- **WORK TO DO**
Rescale the data from its start through the line with "x=43, y=480" by writing those lines out again, requests and all, with each answer coordinate multiplied by 2.2 and rounded to the nearest whole number, halves rounded up.

Data from a pointing dataset:
━━━━━━━━━━━━━━━━━━━━━━━━━━━━━━
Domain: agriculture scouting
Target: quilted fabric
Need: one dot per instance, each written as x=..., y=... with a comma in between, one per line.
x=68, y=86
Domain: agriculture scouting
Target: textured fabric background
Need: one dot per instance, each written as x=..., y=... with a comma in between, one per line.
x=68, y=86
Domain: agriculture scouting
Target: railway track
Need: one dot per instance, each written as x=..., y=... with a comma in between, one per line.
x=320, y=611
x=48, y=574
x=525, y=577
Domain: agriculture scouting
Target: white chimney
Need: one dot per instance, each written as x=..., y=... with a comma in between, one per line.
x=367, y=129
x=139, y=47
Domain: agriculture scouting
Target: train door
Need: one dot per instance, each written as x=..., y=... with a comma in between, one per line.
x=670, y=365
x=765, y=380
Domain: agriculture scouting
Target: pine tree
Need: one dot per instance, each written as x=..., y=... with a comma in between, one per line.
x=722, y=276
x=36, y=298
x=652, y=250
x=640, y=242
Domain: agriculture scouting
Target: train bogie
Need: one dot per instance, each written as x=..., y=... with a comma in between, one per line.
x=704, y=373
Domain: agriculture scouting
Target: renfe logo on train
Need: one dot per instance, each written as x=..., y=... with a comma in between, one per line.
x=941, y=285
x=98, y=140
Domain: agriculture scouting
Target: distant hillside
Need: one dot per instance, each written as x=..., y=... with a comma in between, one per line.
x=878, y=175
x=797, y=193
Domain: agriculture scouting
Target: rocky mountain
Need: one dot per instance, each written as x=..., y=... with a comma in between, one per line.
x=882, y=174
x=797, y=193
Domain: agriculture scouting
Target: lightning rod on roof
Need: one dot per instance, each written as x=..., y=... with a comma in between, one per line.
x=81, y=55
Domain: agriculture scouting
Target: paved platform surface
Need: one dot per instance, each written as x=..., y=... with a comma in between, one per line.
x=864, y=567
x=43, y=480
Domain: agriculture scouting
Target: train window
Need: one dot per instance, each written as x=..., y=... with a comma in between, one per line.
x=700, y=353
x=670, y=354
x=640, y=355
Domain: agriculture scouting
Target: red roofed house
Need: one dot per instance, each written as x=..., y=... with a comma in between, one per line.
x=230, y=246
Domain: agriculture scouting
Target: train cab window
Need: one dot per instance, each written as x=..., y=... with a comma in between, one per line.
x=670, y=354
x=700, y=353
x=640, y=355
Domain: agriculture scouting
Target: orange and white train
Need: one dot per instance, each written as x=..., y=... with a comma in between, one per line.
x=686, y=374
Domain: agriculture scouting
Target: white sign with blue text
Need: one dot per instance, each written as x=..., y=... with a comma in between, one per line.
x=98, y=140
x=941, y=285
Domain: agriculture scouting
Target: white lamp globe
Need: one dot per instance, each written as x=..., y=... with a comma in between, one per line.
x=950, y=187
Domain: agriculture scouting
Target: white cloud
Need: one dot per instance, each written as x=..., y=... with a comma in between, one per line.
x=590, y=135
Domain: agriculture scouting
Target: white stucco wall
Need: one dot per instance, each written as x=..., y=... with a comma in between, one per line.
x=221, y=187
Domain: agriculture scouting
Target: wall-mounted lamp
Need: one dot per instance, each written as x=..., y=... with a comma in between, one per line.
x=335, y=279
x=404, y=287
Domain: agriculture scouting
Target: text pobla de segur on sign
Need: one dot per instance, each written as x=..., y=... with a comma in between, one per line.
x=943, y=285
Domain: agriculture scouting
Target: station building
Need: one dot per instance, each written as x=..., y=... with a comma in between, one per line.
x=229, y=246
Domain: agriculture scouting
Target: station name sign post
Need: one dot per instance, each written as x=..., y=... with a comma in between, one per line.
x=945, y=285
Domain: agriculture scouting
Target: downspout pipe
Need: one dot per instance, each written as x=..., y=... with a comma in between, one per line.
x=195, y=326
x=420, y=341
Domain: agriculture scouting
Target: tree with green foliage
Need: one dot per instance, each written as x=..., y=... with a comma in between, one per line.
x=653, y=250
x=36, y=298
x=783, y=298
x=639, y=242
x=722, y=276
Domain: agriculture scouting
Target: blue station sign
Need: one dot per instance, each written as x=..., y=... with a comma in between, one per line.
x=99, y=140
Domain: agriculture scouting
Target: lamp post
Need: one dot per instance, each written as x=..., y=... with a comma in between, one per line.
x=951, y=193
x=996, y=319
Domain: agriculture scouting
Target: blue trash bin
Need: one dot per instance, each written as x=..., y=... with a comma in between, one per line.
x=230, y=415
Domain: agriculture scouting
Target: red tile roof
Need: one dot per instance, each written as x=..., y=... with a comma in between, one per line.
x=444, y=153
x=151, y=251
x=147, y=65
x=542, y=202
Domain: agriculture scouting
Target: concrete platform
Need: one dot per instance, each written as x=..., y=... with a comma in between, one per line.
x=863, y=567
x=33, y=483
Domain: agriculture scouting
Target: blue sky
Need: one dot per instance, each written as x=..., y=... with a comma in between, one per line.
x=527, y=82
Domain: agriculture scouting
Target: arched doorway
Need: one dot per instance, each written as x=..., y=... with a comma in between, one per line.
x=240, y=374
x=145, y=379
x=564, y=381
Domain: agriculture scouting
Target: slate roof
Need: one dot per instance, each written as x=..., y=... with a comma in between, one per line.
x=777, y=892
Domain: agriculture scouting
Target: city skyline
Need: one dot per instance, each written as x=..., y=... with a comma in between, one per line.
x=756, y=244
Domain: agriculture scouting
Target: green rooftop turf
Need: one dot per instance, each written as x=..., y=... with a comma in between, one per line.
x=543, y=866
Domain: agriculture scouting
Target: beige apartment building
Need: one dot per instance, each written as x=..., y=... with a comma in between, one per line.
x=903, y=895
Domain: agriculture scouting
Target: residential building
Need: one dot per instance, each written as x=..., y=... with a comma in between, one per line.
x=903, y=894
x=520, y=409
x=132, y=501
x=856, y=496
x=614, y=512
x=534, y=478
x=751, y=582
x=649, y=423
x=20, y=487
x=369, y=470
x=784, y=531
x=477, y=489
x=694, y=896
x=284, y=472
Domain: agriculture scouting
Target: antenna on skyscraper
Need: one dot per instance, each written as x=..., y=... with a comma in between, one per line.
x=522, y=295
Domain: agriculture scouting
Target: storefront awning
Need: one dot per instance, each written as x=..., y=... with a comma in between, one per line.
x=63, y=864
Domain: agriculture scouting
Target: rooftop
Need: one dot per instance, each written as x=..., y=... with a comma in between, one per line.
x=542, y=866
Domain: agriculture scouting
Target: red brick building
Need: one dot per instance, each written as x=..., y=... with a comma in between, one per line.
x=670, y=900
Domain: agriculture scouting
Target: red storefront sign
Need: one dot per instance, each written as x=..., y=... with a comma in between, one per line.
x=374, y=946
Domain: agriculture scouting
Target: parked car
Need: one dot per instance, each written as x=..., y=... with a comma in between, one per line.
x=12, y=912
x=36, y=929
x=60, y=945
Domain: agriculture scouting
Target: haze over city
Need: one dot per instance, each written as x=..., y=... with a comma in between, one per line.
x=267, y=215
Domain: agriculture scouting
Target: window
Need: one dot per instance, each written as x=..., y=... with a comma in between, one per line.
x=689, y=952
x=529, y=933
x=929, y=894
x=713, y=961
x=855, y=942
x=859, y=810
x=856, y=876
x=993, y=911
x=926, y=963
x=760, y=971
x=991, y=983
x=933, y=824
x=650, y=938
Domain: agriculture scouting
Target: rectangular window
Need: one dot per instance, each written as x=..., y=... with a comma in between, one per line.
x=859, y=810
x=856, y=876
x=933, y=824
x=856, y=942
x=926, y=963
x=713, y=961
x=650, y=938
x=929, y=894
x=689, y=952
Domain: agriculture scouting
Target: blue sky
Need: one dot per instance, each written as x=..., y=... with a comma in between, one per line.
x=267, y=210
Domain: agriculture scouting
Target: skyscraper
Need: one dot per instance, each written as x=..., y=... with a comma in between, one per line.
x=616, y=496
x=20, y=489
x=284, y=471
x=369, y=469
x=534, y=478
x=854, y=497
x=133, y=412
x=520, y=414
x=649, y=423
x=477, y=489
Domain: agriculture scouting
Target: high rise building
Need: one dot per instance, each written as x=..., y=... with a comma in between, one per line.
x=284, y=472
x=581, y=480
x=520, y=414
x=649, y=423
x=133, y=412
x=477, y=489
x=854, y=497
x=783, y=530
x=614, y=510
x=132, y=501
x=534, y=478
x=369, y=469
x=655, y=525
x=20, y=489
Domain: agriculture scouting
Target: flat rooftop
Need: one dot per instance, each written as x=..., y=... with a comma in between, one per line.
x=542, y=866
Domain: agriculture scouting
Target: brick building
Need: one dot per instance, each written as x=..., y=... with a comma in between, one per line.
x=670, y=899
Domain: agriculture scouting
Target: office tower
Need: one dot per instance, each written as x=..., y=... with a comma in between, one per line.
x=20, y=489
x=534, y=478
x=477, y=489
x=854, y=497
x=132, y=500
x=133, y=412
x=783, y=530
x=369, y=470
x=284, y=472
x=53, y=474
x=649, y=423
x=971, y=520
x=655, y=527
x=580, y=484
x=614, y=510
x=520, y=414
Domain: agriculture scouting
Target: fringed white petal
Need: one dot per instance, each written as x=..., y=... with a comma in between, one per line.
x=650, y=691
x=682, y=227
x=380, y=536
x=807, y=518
━━━━━━━━━━━━━━━━━━━━━━━━━━━━━━
- **COMPLETE RESPONSE**
Domain: agriculture scouting
Target: quilted fabric
Need: one dot per instance, each written as x=..., y=... with a comma in between, one per line.
x=150, y=189
Domain: agriculture scouting
Target: textured fabric background
Need: one dot per instance, each written as x=..., y=... with a comma in between, one per line.
x=150, y=189
Domain: agriculture scouting
Target: railway track
Need: one dot per instance, each written as x=..., y=... with a comma in between, one per line.
x=704, y=1344
x=106, y=1263
x=1155, y=1269
Domain: agriculture scouting
Target: white chimney
Need: one dot per instance, each written as x=..., y=... with a comma in between, one per line.
x=807, y=284
x=306, y=103
Domain: agriculture scouting
Target: train door
Need: one dot per instance, each written as x=..., y=... with a comma in between, one per line.
x=1474, y=803
x=1683, y=836
Domain: agriculture scouting
Target: pine tree
Need: one dot per instance, each written as x=..., y=... with a comma in between, one per line.
x=1588, y=607
x=79, y=656
x=1434, y=550
x=1408, y=532
Domain: agriculture scouting
Target: train bogie
Need: one dot per instance, each written as x=..., y=... with a comma in between, one per line.
x=1549, y=821
Domain: agriculture scouting
Target: renfe logo on train
Need: one dot per instance, each written as x=..., y=... with a comma in between, one per line.
x=2070, y=627
x=216, y=308
Domain: agriculture scouting
Target: distant hillside
Need: one dot per instance, each written as x=..., y=... with a comma in between, one per line.
x=1932, y=385
x=1753, y=425
Domain: agriculture scouting
Target: rocky mountain
Need: one dot per instance, each written as x=..., y=... with a comma in between, one per line.
x=1940, y=383
x=1753, y=425
Domain: agriculture scouting
Target: lightning rod on roof
Need: one dot per instance, each written as x=..., y=... with a comma in between, one per line.
x=178, y=121
Domain: agriculture scouting
Target: paved platform surface
Need: one dot per instance, each written as x=..., y=... with a comma in between, one per line.
x=1901, y=1247
x=95, y=1056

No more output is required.